— begin Stored data —
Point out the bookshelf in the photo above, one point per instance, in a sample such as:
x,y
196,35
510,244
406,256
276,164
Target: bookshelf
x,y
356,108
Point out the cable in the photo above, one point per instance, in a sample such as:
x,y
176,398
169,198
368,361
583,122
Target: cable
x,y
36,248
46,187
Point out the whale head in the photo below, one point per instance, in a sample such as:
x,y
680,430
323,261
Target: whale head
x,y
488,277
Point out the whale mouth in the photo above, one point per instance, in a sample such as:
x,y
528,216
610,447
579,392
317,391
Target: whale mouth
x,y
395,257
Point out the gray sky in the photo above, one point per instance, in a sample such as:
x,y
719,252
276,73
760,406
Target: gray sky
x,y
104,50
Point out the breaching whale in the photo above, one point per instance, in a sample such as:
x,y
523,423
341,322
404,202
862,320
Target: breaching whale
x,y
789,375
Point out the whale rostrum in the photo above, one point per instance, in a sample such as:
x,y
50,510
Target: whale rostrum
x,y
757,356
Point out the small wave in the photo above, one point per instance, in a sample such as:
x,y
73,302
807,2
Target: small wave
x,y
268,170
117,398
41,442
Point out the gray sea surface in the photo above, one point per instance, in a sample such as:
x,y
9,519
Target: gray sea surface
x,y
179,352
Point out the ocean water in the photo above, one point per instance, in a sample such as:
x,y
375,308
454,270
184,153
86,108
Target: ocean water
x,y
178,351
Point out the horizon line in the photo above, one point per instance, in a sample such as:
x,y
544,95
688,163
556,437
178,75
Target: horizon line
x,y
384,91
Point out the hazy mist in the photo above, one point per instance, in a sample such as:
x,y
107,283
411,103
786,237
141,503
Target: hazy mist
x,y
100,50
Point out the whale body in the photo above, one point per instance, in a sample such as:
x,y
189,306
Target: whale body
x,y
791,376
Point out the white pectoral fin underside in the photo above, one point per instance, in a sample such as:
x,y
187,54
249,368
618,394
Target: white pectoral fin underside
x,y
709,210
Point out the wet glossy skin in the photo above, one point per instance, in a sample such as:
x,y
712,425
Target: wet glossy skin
— end Stored data —
▶ [Goal of the exercise]: Exactly reproduce all of the entries.

▶ [Completed task]:
Point out the bookshelf in the photo above, one point per instance, in a sample such as:
x,y
196,35
510,244
406,256
276,164
Target: bookshelf
x,y
356,108
Point out the cable in the photo above, one point per instance, in a sample such as:
x,y
176,398
169,198
368,361
583,122
Target: cable
x,y
36,248
46,187
Point out the whale head in the photo below, one point per instance, in a sample such as:
x,y
680,430
323,261
Target: whale head
x,y
488,277
Point out the whale mouth in the photo above, one point per instance, in a sample such as:
x,y
528,216
610,447
579,392
317,391
Target: whale mouth
x,y
395,257
Point out the gray sky in the photo above, one point per instance, in a sample such as:
x,y
719,252
276,73
760,406
Target: gray sky
x,y
104,50
Point out the breaching whale in the photo above, one point per instance, in a sample such as:
x,y
523,423
341,322
404,202
862,320
Target: breaching whale
x,y
789,375
Point out the whale rostrum in the photo above, one point per instance, in a sample such as:
x,y
50,510
Target: whale rostrum
x,y
757,356
Point out the small wave in the photo above, one point per instance, in a sample such as:
x,y
73,302
807,2
Target: small wave
x,y
268,170
117,398
41,442
Point out the gray sea surface in the photo above, one point per instance, in a sample such as:
x,y
9,519
Target: gray sea surface
x,y
179,352
Point out the ocean water in the photo above, one point per instance, in a sample such as:
x,y
375,308
454,270
184,153
86,108
Target: ocean water
x,y
178,351
Point out the horizon line in the photo above, one point per instance, in a sample such as:
x,y
544,95
688,163
556,437
178,75
Target: horizon line
x,y
384,91
Point out the hazy mist in the photo above, one point per instance, in a sample such as:
x,y
107,283
411,103
786,237
141,503
Target: hazy mist
x,y
100,50
Point out the whale body in the photo above, one point per instance, in a sample such as:
x,y
189,306
Target: whale body
x,y
791,376
Point out the white pectoral fin underside in the photo above, one point per instance, in a sample such as:
x,y
187,54
249,368
618,394
Target: white pectoral fin underside
x,y
709,210
Point out the wet glossy skin in the photo above, one point per instance, in a sample such as:
x,y
712,425
Target: wet glossy skin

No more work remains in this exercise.